### Problem details
Keep the pictures out. Restate the entries below word for word.

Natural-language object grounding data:
"""

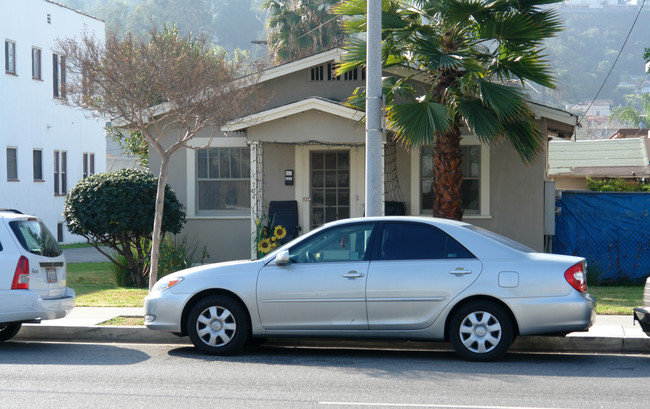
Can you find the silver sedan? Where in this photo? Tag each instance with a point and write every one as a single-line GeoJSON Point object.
{"type": "Point", "coordinates": [387, 277]}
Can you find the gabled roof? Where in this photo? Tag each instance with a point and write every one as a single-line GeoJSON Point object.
{"type": "Point", "coordinates": [599, 158]}
{"type": "Point", "coordinates": [316, 103]}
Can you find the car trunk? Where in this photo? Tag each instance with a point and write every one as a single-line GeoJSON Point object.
{"type": "Point", "coordinates": [47, 267]}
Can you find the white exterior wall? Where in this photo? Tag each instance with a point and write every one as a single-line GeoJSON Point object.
{"type": "Point", "coordinates": [31, 118]}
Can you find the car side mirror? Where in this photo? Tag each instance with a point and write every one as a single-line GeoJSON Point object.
{"type": "Point", "coordinates": [282, 258]}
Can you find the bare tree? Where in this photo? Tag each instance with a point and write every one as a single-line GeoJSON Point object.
{"type": "Point", "coordinates": [166, 87]}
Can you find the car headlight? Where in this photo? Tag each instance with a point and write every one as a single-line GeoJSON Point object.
{"type": "Point", "coordinates": [166, 283]}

"""

### Output below
Can you find the silver sedan? Where in this photo? Tag each instance with a point and write every one as a single-line GeoJSON Point object.
{"type": "Point", "coordinates": [387, 277]}
Can you find the gabled roof? Where in this photo? Tag each instance with a point and write every one as a single-line GeoJSON Point object.
{"type": "Point", "coordinates": [599, 158]}
{"type": "Point", "coordinates": [316, 103]}
Can you find the car trunk? Where in this photo? Tag each instance with a point and write every one as a single-line GeoJSON Point object.
{"type": "Point", "coordinates": [47, 267]}
Can you find the white exterior wall? Where in this photo? Tag each instance with a point and write every one as a single-line GeoJSON Point object.
{"type": "Point", "coordinates": [31, 118]}
Can you find the car side mirror? Where in this photo? Tag each instance with a point and write every one as a single-line GeoJSON Point object.
{"type": "Point", "coordinates": [282, 258]}
Can you find the bare tree? Where in this photo? Tag each instance with a point and write every one as a single-line GeoJSON Point object.
{"type": "Point", "coordinates": [166, 87]}
Can you find the car headlight? Where in this photo? Tag each instance with a point and write every one as a single-line GeoJSON Point object.
{"type": "Point", "coordinates": [166, 283]}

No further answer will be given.